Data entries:
++++++
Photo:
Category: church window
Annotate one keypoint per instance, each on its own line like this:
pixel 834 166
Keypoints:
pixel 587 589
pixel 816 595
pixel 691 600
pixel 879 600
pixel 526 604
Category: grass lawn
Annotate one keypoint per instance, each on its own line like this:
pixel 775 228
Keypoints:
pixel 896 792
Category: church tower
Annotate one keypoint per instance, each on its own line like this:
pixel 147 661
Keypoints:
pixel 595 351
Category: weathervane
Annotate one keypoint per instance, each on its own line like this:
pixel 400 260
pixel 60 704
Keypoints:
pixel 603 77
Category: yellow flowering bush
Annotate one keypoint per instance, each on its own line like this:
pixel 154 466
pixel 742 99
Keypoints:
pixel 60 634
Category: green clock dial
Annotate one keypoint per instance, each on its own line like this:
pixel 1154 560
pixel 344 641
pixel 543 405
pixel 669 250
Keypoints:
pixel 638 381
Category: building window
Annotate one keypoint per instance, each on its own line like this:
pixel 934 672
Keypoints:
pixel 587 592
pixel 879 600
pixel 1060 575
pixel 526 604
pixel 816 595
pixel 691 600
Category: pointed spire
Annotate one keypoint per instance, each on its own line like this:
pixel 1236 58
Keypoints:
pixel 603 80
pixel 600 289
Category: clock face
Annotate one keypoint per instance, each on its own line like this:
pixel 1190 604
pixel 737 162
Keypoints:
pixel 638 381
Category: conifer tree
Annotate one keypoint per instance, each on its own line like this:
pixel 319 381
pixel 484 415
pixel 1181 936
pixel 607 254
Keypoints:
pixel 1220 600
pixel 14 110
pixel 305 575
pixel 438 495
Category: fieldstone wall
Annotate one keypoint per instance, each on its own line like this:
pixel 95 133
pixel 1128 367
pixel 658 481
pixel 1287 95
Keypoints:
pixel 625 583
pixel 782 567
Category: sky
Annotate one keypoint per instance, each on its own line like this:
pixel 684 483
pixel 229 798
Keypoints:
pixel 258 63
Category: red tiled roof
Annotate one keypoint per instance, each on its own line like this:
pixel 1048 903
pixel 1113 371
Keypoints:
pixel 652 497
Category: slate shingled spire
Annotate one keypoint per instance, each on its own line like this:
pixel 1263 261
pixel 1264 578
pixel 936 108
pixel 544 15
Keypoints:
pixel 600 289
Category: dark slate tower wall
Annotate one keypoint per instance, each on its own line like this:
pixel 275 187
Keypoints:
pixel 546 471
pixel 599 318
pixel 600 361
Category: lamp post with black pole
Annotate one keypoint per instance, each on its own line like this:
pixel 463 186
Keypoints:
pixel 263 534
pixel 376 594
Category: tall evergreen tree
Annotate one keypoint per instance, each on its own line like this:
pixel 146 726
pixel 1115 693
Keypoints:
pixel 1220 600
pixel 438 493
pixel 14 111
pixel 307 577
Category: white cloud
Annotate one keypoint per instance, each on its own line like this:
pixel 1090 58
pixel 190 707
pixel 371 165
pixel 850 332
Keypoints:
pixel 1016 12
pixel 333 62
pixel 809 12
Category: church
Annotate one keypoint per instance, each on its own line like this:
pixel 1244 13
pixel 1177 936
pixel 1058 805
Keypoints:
++++++
| DIRECTIVE |
Rewrite every one of the records above, replacing "Category" with "Class" wherever it occurs and keeping everything else unchanged.

| WRITTEN ANSWER |
Photo:
Class: church window
Annotate one keypoint per instance, each on its own line like this:
pixel 834 166
Keypoints:
pixel 587 589
pixel 816 595
pixel 691 600
pixel 879 600
pixel 526 604
Class: grass lawn
Annotate one keypoint per instance, each on its own line like this:
pixel 775 228
Keypoints:
pixel 896 792
Class: church tower
Annotate one keypoint per instance, each on its own line like this:
pixel 147 661
Keypoints:
pixel 595 351
Class: weathervane
Annotate one keypoint per instance, each on its own line like this:
pixel 400 260
pixel 60 704
Keypoints:
pixel 603 77
Class: yellow flowering bush
Annotate one keypoint per instance, each on its own line like this:
pixel 154 466
pixel 742 99
Keypoints:
pixel 60 634
Class: green clock dial
Annotate one keypoint per instance, each on its own line like this:
pixel 1154 560
pixel 344 641
pixel 543 405
pixel 669 250
Keypoints:
pixel 638 381
Class: building window
Annotate one keypoint per instance, each on its own line like this:
pixel 934 672
Keypoints:
pixel 587 592
pixel 879 600
pixel 1060 575
pixel 526 604
pixel 816 595
pixel 691 600
Class: pointed spire
Annotate one keypoint per instance, each on its own line like this:
pixel 1236 58
Keypoints:
pixel 603 80
pixel 600 289
Class: clock face
Annotate one keypoint per instance, each on its own line like this:
pixel 1190 604
pixel 737 162
Keypoints:
pixel 638 381
Class: conifer tree
Annotate one keypoint per instance, each on its own line like this:
pixel 319 381
pixel 484 415
pixel 1181 936
pixel 607 254
Keypoints:
pixel 1220 600
pixel 14 110
pixel 305 575
pixel 438 495
Class: fieldstone wall
Annotate one keypoint per instance, each on its own line like this:
pixel 95 133
pixel 1128 367
pixel 658 481
pixel 1287 95
Keypoints:
pixel 625 583
pixel 782 567
Class: sky
Annotate one keypoint per instance, each on its own line like this:
pixel 684 483
pixel 229 798
Keypoints:
pixel 258 63
Class: red tiled roof
Annotate one keypoint per instance, each on its own line like this:
pixel 1048 903
pixel 1113 371
Keypoints:
pixel 652 497
Class: slate shingled spire
Annotate one keypoint per instance, each on its own line like this:
pixel 1263 261
pixel 1264 578
pixel 936 108
pixel 544 15
Keypoints:
pixel 600 289
Class: dark slate tower wall
Annotate one keypoint per instance, each on its own line like this:
pixel 275 187
Keypoints:
pixel 546 471
pixel 599 318
pixel 600 361
Class: lamp post with black pole
Annotate one keypoint per instance, each on its own line like this:
pixel 463 186
Keypoints:
pixel 263 534
pixel 376 594
Class: tall evergreen tree
Annotate one keypoint per instance, each on its own line like this:
pixel 146 726
pixel 1115 693
Keypoints:
pixel 1220 600
pixel 438 493
pixel 14 111
pixel 307 577
Class: white cloud
Annotate one keypoint per instance, each on its own line like this:
pixel 1090 58
pixel 190 707
pixel 371 165
pixel 850 332
Keypoints:
pixel 1016 12
pixel 333 62
pixel 809 12
Class: church
Annotate one keypoint per instance, each on its own line like this:
pixel 1244 13
pixel 1177 936
pixel 1058 805
Keypoints:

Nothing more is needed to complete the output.